__Goal of the exercise__
Write the next part of the text on Divya's conservation projects, starting right after its final sentence.

Review and Editorial Experience
Handling Editor, Conservation Biology
Reviewer, Conservation Biology, Biological Conservation, Ecological Modelling, Methods in Ecology and Evolution
Conservation is Divya's passion. She is dedicated to using the best available science and knowledge, in a participatory, adaptive and evolving manner, to achieve conservation. She is continuously looking to develop ways to more seamlessly translate our scientific knowledge to on-ground conservation action and policy. Below are some conservation projects she is involved in.
Landscape-scale conservation: Species like the Asian elephant require conservation plans at the scale of large landscapes. This is particularly true in fragmented landscapes, where movement between forest patches can determine the future of threatened species. At the same time, elephants and other wildlife, interact and sometimes come into conflict with people while they disperse. Whereas, conflict-mitigation strategies sometimes block movement pathways, ultimately with detrimental impacts on the species. Divya looks for innovative and science-based ways to better incorporate knowledge on movement or dispersal into connectivity conservation; and searches for solutions that allow animal movement while minimising conflict.
Conserving the western hoolock gibbon: The western hoolock gibbon, an endangered and charismatic ape, is slowly vanishing. One of the habitats where it still holds on are community forests in the hill tracts of Northeast India. In some of these landscapes, inspired by the captivating morning 'duet' of these apes, there is a growing movement to safeguard forests on community lands, forests that still house gibbons. Divya works to support the community in this movement, through awareness programs, mapping the forest and surveying gibbon populations, and helping develop wildlife-friendly livelihood options.

__Records from a data collection__
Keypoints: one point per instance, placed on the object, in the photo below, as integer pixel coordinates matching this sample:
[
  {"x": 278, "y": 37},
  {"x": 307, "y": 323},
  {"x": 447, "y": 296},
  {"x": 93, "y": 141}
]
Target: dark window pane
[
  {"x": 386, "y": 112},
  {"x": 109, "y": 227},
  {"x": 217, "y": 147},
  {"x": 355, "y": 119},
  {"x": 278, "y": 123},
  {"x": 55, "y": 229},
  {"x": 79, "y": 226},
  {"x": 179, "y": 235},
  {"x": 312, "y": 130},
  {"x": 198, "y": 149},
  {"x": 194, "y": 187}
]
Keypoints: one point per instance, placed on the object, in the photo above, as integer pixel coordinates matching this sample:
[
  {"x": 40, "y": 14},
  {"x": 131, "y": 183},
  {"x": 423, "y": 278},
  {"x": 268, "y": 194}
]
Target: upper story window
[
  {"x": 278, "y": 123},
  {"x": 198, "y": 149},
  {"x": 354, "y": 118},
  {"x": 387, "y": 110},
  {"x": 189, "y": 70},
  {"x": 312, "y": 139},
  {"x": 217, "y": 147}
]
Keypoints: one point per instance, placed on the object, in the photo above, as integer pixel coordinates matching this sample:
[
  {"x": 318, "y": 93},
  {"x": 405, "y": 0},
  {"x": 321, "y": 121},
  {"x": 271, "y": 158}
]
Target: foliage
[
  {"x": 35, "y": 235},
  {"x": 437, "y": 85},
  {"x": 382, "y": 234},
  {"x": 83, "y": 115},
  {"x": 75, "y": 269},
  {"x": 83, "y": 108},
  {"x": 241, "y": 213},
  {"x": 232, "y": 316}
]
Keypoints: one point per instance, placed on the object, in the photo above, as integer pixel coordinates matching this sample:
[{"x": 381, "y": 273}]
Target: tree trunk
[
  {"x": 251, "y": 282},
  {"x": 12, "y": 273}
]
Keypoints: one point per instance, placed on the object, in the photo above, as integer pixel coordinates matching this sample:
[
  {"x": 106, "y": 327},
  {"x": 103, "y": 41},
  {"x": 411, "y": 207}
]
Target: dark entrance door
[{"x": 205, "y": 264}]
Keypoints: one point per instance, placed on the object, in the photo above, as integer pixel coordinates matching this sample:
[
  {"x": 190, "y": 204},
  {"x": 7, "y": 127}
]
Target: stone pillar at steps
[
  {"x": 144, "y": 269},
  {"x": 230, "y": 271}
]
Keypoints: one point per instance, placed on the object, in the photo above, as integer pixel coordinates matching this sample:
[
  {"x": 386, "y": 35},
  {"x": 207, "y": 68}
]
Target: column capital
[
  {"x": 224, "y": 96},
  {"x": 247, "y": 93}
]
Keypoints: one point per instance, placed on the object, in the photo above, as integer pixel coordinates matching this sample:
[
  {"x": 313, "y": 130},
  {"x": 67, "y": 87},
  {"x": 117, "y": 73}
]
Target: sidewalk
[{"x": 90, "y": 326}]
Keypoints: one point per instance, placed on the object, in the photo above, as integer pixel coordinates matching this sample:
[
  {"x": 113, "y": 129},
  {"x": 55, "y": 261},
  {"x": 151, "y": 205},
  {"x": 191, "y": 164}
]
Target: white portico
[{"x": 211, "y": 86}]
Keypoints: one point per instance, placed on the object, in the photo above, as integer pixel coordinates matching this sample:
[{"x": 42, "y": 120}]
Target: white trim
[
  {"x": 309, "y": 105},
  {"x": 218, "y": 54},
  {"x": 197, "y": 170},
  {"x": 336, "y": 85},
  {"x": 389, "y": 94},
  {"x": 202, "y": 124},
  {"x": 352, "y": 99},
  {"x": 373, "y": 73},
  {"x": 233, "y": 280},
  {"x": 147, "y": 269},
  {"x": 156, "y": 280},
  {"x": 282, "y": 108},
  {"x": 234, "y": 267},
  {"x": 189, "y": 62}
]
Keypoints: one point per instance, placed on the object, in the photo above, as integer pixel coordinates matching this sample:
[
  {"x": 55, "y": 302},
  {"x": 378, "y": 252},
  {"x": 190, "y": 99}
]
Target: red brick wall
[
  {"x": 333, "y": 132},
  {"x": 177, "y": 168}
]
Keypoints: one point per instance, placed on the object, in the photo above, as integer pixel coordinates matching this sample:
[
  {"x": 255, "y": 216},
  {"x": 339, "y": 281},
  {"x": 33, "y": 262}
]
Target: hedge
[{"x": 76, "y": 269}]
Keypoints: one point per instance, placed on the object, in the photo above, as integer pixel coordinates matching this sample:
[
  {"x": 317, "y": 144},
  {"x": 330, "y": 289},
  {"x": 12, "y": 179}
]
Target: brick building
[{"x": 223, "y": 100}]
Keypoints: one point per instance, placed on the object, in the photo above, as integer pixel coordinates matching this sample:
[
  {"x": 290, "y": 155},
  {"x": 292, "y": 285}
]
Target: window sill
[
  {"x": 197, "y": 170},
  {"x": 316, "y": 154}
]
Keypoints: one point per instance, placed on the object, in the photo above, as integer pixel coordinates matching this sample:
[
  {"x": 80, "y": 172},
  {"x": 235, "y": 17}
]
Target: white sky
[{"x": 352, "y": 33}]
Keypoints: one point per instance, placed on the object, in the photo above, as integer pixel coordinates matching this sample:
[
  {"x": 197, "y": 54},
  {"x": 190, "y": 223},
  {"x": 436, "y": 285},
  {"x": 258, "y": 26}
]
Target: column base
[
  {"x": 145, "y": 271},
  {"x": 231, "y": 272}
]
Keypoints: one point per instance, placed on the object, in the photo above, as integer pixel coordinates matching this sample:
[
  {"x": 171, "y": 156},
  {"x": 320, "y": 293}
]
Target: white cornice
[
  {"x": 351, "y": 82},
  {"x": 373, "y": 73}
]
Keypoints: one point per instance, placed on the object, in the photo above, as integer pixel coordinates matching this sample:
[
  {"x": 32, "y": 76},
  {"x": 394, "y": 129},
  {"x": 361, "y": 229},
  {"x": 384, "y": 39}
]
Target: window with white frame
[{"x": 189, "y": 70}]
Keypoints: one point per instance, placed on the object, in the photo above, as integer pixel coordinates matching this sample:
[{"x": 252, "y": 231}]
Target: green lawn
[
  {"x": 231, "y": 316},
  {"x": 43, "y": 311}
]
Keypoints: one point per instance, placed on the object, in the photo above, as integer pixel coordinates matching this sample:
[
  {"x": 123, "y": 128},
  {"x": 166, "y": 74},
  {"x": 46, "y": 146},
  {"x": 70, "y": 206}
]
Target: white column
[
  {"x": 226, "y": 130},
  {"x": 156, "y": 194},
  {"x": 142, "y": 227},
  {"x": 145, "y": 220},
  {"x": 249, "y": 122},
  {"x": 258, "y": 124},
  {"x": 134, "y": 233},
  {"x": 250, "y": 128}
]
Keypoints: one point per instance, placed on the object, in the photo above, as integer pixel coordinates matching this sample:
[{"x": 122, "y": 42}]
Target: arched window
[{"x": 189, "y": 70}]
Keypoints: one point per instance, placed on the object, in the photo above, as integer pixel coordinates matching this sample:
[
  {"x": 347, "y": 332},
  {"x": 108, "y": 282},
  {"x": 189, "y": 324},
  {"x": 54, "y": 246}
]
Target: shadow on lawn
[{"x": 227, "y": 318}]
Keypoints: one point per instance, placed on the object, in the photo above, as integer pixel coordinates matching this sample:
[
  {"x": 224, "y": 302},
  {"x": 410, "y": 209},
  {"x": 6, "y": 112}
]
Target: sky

__Answer for this exercise__
Teaching and Mentoring
Divya teaches a Landscape Ecology course, and co-instructs a Population Ecology course at the National Centre for Biological Sciences. She conducts workshops and lectures, as the opportunity arises, on various issues related to conservation science. She has mentored multiple aspiring conservationists.
Guide/Advisor: 1 MSc student (completed), 2 PhD students (ongoing)
Co-Advisor: 1 PhD student (ongoing)
Committee Member: 2 MSc students (completed), 1 PhD student (ongoing)
Selected Media Articles and Videos
The call of the gibbon. A short video on community-based conservation efforts to conserve the endangered western hoolock gibbon and their forests in Meghalaya. 2020.
Wilderness Rekindled, Partnering Nagaland’s Conservation Movement. 2019.
Leap of faith. Shillong Times. 13 May 2012.
Damning the snow leopard. Governance Now, 16-29 February 2012. 47-49.
In the news
Meghalaya's community-managed forests protect the endangered western hoolock gibbon. Sibi Arasu. Hindustan Times, 25th March 2019.
Watch out, jumbo crossing! Moumita Chaudhuri. The Telegraph, 25th May, 2016.